| Page extract |
Caught in a budgetary squeeze between politically needed subsidies and an oversized deficit, public investment has dropped from an average of 10.5 percent of GDP in the 1980s to only 6-7 percent today. This adds to the need for private investment in infrastructure, effectively the only way to bridge this gap.

Tax measures: The budget featured some welcome innovations designed to simplify the tax collection system and clear the backlog of tax disputes. The major tax measure is the introduction of the single 16 percent value added tax (VAT) in place of the three current rates. This is intended to provide long-term stability and eliminate disputes of classification. The budget also raised the corporate tax on undistributed dividends from 10 percent to 20 percent.

| Check your understanding |
1 - Rewrite the paragraph of the page extract that begins "Tax measures:" as a short bulleted list, keeping its main facts.
2 - According to the page extract, what was the average level of public investment as a share of GDP in the 1980s?

Data entries:
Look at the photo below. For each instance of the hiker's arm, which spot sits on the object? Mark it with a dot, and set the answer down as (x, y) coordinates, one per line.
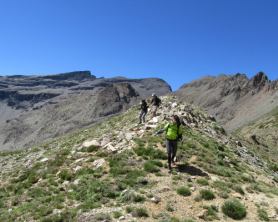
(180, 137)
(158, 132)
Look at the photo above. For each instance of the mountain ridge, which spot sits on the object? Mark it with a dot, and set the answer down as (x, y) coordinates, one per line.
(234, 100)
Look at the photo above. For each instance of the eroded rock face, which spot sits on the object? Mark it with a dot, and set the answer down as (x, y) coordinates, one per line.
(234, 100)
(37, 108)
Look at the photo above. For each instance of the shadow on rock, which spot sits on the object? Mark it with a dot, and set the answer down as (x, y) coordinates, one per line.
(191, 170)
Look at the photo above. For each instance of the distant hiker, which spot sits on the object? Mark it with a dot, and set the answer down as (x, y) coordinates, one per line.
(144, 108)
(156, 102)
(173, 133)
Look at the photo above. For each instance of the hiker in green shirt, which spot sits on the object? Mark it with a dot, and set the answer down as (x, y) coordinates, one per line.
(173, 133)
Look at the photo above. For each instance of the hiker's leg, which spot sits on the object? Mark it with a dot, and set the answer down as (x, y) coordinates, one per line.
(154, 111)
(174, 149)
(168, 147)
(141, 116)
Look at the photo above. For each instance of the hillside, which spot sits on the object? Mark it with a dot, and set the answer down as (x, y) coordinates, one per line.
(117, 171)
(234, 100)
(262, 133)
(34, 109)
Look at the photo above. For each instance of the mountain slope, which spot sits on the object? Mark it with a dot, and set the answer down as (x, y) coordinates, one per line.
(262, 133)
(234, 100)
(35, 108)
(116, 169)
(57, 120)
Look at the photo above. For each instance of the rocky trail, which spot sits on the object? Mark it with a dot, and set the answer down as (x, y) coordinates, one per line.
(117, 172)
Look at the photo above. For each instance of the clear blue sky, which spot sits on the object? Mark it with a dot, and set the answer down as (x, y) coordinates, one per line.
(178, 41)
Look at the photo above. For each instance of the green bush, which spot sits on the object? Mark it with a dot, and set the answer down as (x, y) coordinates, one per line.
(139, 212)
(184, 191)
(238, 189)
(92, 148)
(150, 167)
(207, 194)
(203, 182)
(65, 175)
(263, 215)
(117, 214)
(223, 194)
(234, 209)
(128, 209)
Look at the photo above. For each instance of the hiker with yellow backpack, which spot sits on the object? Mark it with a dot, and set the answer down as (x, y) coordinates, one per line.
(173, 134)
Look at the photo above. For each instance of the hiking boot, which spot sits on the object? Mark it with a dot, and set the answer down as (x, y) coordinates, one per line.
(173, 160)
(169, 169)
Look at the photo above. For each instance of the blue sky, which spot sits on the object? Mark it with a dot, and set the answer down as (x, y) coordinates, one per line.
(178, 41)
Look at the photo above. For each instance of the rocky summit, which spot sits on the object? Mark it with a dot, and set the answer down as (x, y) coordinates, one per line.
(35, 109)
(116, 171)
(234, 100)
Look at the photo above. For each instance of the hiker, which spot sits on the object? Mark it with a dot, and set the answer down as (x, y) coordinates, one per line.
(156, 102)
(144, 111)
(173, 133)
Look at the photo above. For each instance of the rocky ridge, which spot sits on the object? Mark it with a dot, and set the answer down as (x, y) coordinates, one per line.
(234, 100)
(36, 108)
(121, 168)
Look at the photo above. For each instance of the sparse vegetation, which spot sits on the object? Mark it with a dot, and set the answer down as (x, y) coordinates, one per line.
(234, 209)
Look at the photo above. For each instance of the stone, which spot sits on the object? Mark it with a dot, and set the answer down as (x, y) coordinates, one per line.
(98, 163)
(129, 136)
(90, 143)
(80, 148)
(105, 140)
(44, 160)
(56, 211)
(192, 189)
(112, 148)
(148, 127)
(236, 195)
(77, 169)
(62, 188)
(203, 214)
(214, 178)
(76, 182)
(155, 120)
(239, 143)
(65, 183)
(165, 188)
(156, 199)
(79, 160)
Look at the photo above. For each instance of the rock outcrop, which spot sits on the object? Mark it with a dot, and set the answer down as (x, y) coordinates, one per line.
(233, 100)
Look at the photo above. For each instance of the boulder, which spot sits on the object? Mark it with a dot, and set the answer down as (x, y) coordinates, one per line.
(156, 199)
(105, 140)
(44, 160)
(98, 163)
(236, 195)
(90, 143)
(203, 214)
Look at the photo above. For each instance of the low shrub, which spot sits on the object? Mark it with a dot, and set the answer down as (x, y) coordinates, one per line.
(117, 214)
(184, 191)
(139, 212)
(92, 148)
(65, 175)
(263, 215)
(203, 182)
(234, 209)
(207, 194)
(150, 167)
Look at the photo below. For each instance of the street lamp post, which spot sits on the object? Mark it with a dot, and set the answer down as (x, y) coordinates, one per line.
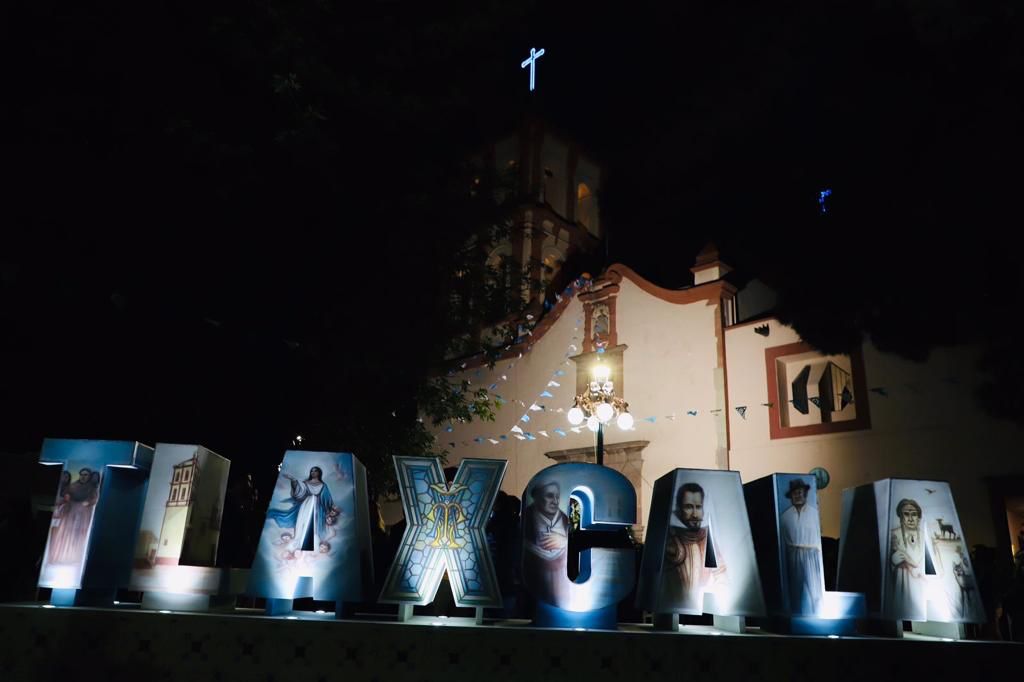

| List of solutions |
1 -
- The budget introduced innovations to simplify tax collection and clear the backlog of tax disputes.
- The major measure is a single 16 percent value added tax (VAT) replacing the three current rates, intended to provide long-term stability and eliminate classification disputes.
- The corporate tax on undistributed dividends was raised from 10 percent to 20 percent.

2 - It averaged 10.5 percent of GDP.